PAGE EXCERPT Start Marker

Pope Leo XIV visiting sick children in a hospital, reflecting on AI, power, and human presence

What Will We Become? Reflections on AI, Power and Human Maturity

This weekend I spent some time reading Pope Leo XIV's first encyclical on Artificial Intelligence.

What surprised me was that I found myself thinking much less about technology than about power.

Perhaps because every major technological breakthrough ultimately does the same thing: it expands human power.

The steam engine expanded our power over physical labor.

Electricity expanded our power over time and distance.

The internet expanded our power over information.

Artificial Intelligence will expand our power over decision-making, knowledge and, increasingly, the way we shape reality itself.

Most of the current conversation focuses on the technology. Its possibilities, its risks, its speed of development.

Important conversations.

Yet as I was reading, I kept returning to a different question.

Not what AI will become.

But what we will become.

Because history suggests that increasing power does not automatically make us wiser.

It does not automatically make us more compassionate, more responsible or more aware.

Power amplifies.

That is what it does.

It amplifies the quality of mind that wields it.

The intentions behind it.

The fears behind it.

The maturity behind it.

PAGE EXCERPT End Marker
GIVEN RECORDS Start Marker

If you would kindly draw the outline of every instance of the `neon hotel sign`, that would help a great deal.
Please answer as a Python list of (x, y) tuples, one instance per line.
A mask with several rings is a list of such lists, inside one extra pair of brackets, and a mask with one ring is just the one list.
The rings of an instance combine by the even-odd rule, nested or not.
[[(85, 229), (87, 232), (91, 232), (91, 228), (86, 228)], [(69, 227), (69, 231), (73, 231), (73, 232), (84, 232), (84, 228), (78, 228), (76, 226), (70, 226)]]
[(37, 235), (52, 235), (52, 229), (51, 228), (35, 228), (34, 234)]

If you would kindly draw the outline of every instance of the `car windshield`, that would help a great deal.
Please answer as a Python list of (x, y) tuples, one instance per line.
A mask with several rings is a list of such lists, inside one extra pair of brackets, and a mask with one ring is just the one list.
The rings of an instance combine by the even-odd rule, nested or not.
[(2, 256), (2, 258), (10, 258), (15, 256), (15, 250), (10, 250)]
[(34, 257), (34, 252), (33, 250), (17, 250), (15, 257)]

GIVEN RECORDS End Marker
GIVEN RECORDS Start Marker

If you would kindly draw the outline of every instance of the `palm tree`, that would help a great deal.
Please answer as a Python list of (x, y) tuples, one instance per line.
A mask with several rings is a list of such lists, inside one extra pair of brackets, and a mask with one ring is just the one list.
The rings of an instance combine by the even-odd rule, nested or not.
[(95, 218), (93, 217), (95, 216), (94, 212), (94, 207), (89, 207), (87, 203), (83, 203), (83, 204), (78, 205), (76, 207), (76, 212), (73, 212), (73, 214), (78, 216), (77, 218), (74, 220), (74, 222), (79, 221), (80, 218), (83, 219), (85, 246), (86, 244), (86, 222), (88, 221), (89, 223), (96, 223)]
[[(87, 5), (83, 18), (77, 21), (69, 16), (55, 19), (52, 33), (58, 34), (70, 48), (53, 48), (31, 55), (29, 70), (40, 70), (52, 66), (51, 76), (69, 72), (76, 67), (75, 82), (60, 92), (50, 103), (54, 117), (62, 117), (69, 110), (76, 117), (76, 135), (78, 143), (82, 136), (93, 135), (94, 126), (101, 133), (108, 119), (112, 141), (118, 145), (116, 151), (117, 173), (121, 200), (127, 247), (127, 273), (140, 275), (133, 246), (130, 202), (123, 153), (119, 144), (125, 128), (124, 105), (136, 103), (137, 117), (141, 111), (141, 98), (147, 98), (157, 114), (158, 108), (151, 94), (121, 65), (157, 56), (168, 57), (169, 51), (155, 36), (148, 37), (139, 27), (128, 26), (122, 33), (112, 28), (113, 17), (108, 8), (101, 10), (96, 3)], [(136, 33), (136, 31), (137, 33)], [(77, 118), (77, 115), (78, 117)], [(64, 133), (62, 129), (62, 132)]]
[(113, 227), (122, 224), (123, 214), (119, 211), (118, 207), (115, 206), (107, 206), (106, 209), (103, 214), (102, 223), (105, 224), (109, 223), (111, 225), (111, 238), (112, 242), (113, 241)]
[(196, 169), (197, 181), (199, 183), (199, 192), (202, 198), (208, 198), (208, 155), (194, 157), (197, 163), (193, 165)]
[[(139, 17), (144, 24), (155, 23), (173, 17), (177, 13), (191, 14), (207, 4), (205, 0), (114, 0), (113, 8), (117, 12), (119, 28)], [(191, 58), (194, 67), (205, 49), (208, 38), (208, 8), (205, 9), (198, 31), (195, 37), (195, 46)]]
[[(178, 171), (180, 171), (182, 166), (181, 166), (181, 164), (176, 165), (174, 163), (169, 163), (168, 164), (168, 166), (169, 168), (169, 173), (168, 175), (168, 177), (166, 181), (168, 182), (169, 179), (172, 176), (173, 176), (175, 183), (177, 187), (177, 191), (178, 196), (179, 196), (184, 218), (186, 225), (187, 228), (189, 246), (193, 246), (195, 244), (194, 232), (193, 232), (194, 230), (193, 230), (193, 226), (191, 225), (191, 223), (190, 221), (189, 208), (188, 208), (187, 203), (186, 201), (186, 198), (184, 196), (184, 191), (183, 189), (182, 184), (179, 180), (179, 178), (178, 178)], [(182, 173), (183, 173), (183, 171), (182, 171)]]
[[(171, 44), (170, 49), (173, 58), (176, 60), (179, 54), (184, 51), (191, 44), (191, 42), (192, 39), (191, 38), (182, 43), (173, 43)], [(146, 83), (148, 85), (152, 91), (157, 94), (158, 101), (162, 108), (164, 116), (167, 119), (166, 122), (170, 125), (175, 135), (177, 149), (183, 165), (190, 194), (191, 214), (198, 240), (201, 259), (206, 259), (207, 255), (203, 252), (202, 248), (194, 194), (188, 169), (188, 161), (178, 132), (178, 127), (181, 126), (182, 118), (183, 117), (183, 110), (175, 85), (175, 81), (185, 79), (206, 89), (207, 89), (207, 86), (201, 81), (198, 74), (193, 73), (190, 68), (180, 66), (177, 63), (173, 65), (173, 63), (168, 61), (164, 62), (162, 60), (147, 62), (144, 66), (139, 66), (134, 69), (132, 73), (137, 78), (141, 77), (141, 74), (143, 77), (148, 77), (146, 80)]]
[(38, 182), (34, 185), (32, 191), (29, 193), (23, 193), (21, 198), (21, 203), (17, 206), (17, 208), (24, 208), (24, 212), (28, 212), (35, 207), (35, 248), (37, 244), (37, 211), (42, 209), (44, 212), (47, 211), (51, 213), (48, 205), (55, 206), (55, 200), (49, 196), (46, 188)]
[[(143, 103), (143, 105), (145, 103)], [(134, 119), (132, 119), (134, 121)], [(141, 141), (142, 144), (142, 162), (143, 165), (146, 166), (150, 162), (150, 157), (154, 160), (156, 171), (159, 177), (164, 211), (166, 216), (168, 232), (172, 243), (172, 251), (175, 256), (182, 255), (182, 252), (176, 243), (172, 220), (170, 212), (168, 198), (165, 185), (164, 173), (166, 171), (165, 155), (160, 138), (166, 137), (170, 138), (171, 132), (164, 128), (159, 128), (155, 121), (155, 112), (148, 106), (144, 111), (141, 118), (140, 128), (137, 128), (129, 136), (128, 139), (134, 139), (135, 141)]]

GIVEN RECORDS End Marker

PROBLEM DESCRIPTION: Write the next part of the essay on AI, power and human maturity, picking up right after its last line.

TASK RESPONSE:
And perhaps that is why I find the current AI debate both fascinating and incomplete.

We invest enormous amounts of energy into developing increasingly powerful technologies. Yet comparatively little attention is given to the development of the human beings who will use them.

In my own work, I rarely find myself wondering whether leaders have enough intelligence, expertise or capability.

The deeper question is often whether their inner development is keeping pace with the complexity, responsibility and influence they carry.

Not because they are flawed.

But because none of us were prepared for the scale of power that modern leadership, modern organizations and now modern technologies place into human hands.

The challenge, then, may not primarily be technological.

It may be developmental.

Can awareness grow as quickly as capability?

Can responsibility grow as quickly as influence?

Can wisdom grow as quickly as power?

Looking at the image of Pope Leo visiting sick children in a hospital, I was struck by the contrast.

One of the most influential people on the planet standing quietly beside someone who has none of that influence.

And yet, in that moment, what matters is not power.

It is presence.

Perhaps this is the deeper invitation hidden within the conversation about AI.

To remember that our technologies will ultimately reflect the consciousness of those who create and deploy them.

Fear scales.

Control scales.

But so do wisdom, compassion and service.

The future will certainly be shaped by increasingly intelligent machines.

But I suspect it will be shaped even more by the depth of humanity of those who lead them.